## Task:
Beginning with the line below that contains "task: segmentation" and ending with the line that contains "units: whole pixels, x", copy every line exactly. Copy nothing else.

## Source material:
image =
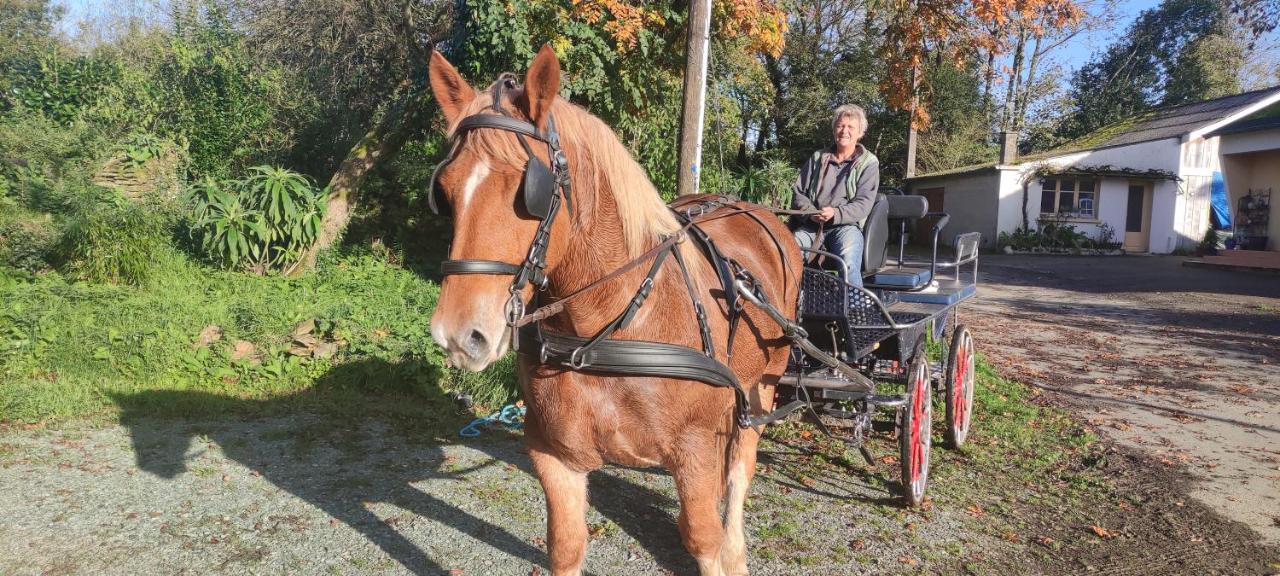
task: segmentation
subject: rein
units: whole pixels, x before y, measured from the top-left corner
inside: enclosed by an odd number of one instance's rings
[[[711,220],[718,220],[720,218],[726,218],[729,216],[735,216],[737,214],[744,214],[749,212],[751,212],[751,210],[734,207],[733,210],[730,212],[718,213],[714,215],[704,214],[696,218],[690,218],[688,222],[686,222],[683,226],[680,227],[680,230],[676,231],[676,233],[669,236],[666,240],[663,240],[657,246],[650,248],[648,252],[645,252],[644,254],[641,254],[631,259],[626,264],[623,264],[621,267],[619,267],[617,270],[614,270],[613,272],[610,272],[600,277],[596,281],[586,286],[583,286],[582,288],[579,288],[578,290],[574,291],[572,294],[569,294],[563,298],[560,298],[559,300],[556,300],[555,302],[552,302],[550,304],[543,305],[542,307],[536,310],[533,310],[532,312],[526,313],[524,317],[516,321],[516,323],[512,326],[512,328],[521,328],[527,324],[538,322],[540,320],[546,320],[547,318],[550,318],[552,316],[555,316],[556,314],[563,312],[565,307],[568,306],[570,302],[576,300],[578,297],[582,296],[583,294],[586,294],[587,292],[590,292],[592,290],[595,290],[596,288],[599,288],[609,280],[618,278],[623,274],[626,274],[627,272],[630,272],[638,268],[641,264],[648,261],[650,258],[654,258],[663,250],[672,249],[676,244],[679,244],[680,242],[682,242],[683,239],[685,238],[685,234],[689,232],[689,229],[693,228],[697,224],[702,224],[705,222],[709,222]]]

## Result for this exercise:
task: segmentation
subject: rein
units: whole pixels, x before y, measured from the top-left corner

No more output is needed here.